25 September 2006

Nithyananda





I was reading Jody's:
http://www.guruphiliac.blogspot.com report on Swami Nithyananda and found it fascinating because Swami is, one could say, a local lad. His family still live in an Indian old fashioned style home a short distance from the Big Temple. I recently also had a very interesting chat with my auto rickshaw driver about Nityananda's brother. You can never hide anything from your rickshaw driver! In France they say 'A woman only tells the truth to her priest and her hairdresser'. Well in India replace 'priest and hairdresser' with 'rickshaw driver'.

Anyhow it's really fascinating seeing how Westerners react to Indians. Definitely if you've got liquid brown eyes, an effulgent glowing skin and extreme good looks there is no way a budding Guru is not going to become popular with Western devotees.

A visiting Indian sadhaka talking to a group of Westerners said: 'You come to India, look at our Swamis and think they are very great and you are very small. What you don't understand is Indians have vasanas too, they are just different, so you don't recognise or identify them.' Profound and true words.

If you want to understand more about Guru Dynamics I recommend the brilliant book 'Holy Madness' by Georg Feurestein in which he investigates the relationship between Guru and Disciple and the reasons for our belief in the Guru system. Also continue reading Blogs like Guruphiliac that give insights and news about Gurus and the Guru system; a very good source of information!

24 September 2006

House Title



Thousands took part in a Tiruvannamalai District rally demanding house pattas (Title). The rally began near the Anna Arch on the Vellore Road and the participants walked for three kms up to the Collectorate where they staged a demonstration.

They submitted individual applications for Land Title and House Title. Local politicians and representatives of the Farmers Association, Agricultural Labourers Association, and the All India Democratic Womens Association were among those who took part in the rally.

The demonstrators also sought restoration of Panchami lands (depressed classes land) to the Dalits and Title for those who lived in Poromboke Land (Government land no-one can lay claim thereto).

23 September 2006

Mysticism




Pilgrimage may also be defined as exterior mysticism, while mysticism is internal pilgrimage.

[Martin Gray]

Minister's Visit




This week Minister MK Stalin (son of our current Tamil Nadu Chief Minister) visited Arunachala. During his visit, which was highly anticipated by his supporters, he laid the foundation stone for the Rs.29 crore underground drainage scheme at the Government Boys Higher Secondary School. This new drainage system is also a part of the Urban Renewal of Tiruvannamalai City.

It was announced at an earlier meeting that underground drainage schemes would be extended to three other Municipalities in the District.

In addition to the above, information was also given regarding a scheme to impart computer education to rural people. The scheme has already been implemented in seven villages with the installation of 175 computers at an estimated cost of Rs 1 crore.
---*---
- WHAT YOU NEED TO DO: How would the Tiruvannamalai blog above go on after its last sentence, about the rural computer education scheme? Continue it from there.
---*---
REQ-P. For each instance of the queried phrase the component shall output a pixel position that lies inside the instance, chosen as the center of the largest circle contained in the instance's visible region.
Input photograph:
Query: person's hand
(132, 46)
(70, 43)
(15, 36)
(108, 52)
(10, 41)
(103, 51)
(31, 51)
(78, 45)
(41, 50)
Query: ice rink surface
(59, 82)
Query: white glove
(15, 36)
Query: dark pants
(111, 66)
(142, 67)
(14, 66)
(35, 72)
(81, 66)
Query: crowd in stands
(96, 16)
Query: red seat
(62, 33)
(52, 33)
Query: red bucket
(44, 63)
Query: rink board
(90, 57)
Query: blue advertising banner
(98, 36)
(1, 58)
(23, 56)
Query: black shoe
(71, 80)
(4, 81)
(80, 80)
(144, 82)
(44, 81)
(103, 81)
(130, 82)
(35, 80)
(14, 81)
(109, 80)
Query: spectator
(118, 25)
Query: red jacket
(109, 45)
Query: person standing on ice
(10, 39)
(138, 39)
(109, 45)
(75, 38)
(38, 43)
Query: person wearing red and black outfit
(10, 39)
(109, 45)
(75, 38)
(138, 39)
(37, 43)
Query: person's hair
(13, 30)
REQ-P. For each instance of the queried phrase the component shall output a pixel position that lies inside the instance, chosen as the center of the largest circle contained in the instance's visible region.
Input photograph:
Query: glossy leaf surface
---*---
- SOLVED PROBLEM:
Renovation



This Tank on the southside of Arunachala has been drained of water and is currently being cleaned and deepened under the Urban Renewal Plan of Tiruvannamalai City.




This Tank on the southside of Arunachala has been drained of water and is currently being cleaned and deepened under the Urban Renewal Plan of Tiruvannamalai City:

Scope of the project: The repair and renovation of Water Bodies.

'The number of water bodies considered to be holy, apart from having been useful to maintain the water table in the town till some years back, are now being completely polluted with mixing of sullage and sewage, besides being misused. In many of the tanks, major portion is encroached and water containment has become very much limited, which has resulted in constant depletion of ground water, apart from polluting the air, land and ground water. The soil erosion in the hills has resulted in silting and damage of the drainage network system, and in many of the roads, the drains are filled with silt and are completely choked.

The situation warrants a major intervention in order to improve the physical and natural environment of the town. A correction in development in the form of Urban Renewal is a basic requisite to enhance the living conditions of the people and to provide a conducive atmosphere for worship and pilgrimage.'

Reforestation





Great photo taken from Chengam Road southside of the Hill. One can see the growth of lots of trees on Arunachala planted as part of the reforestation programme. A very heartening sight for the Hill to be looking so green even before the rainy season starts!

Traffic Signals




Photograph of a new, alien visitor to Tiruvannamalai, traffic lights. We got our first set last year and unfortunately the Municipality have decided to get up-to-date and instal a few more. So here it is our new resident!


Arunachala in the background and traffic lights in the foreground. Fortunately we don't have to tolerate this new addition to Tiruvannamalai living all day long, as the total of 3 sets of traffic signals in Town are only turned on between 6-9 p.m. And we don't have traffic meters (yet) either!

Cement Pour


Many ladies do construction work and contractors like hiring them because they can pay them less and control them more easily. The average lady construction labourer gets around Rs.60/- for a full day's work. Which is dreadful considering a litre of milk costs Rs.14/-, low quality rice Rs.20/- per kilo and a cheap pair of cheap rubber flip-flop sandals Rs.30/-. Unfortunately this kind of work also leads to serious health problems with back and internal organs.


This is a cement pour on the roof of a house under construction off the Perumbakkam Road, south of Arunachala. A small cement mixer, rotating at the back of the picture, is being fed by lines of ladies carrying stone, sand and cement in metal basins balanced on their heads.



The lady in the photograph seems to be swanning along effortlessly in her sari and tight blouse; don't buy into the facade, this is back breaking, soul crunching work. As always the young guys are the supervisers (in this instance watching the cement mixer) while the ladies are left to do the grunt work!


20 September 2006

Charged Energy



The charged energy field in the general area of a power place has an invigorating effect upon the energy field of a human being and promotes a balanced, vital, and unobstructed flow of the body's own subtle energies.

... Power places assist the body in healing itself by stimulating the release of energy blocks and strengthening the internal energy flow.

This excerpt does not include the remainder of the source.